WORK TO BE COMPLETED. Lines from the one containing "If you could tag the baby's" through the last line of the records below are to be repeated exactly.

RECORDS FOR PROCESSING.
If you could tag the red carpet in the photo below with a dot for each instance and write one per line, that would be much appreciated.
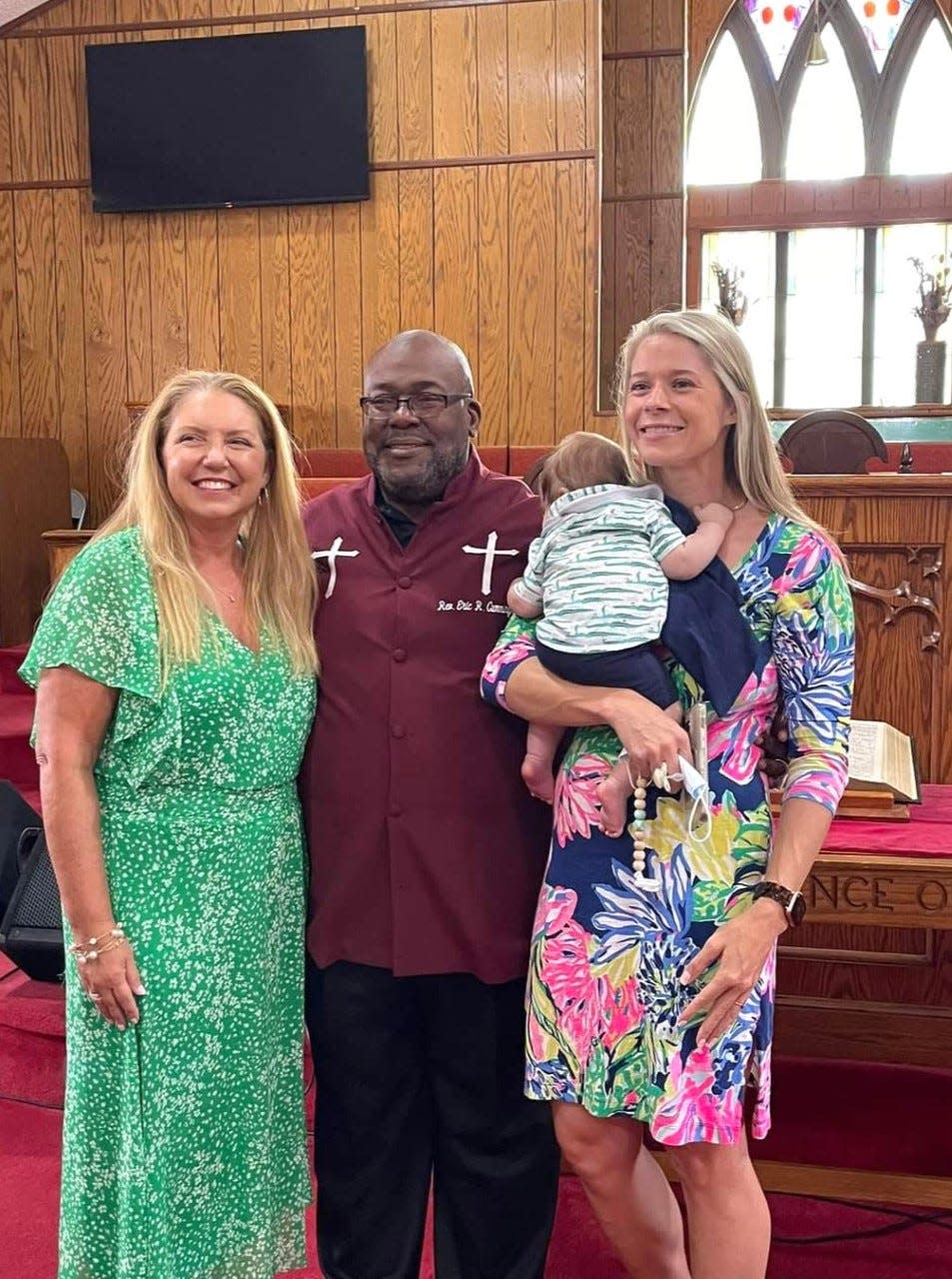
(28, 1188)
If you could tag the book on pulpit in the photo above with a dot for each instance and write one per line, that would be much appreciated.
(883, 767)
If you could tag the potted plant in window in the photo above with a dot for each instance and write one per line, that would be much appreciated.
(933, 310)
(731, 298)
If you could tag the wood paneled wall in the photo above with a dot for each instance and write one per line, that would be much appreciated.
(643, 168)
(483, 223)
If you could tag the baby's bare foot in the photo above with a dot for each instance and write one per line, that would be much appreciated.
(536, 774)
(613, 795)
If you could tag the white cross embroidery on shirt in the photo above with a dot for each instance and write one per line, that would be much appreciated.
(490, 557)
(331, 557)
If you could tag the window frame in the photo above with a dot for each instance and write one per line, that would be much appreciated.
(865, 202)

SOLUTION TO THIS PROBLEM.
If you could tag the baby's bare foot in the photo above with a dot for each instance and write one per line, that would be much appreciated.
(536, 774)
(613, 795)
If you could tag the white cross embroidery on shirt in the photo above with a dot for each instance and write one per line, that would be much appreciated.
(490, 557)
(331, 557)
If you could tag the window frame in the photo above with a dot for each instance and write one per line, that would be much appreciated.
(865, 202)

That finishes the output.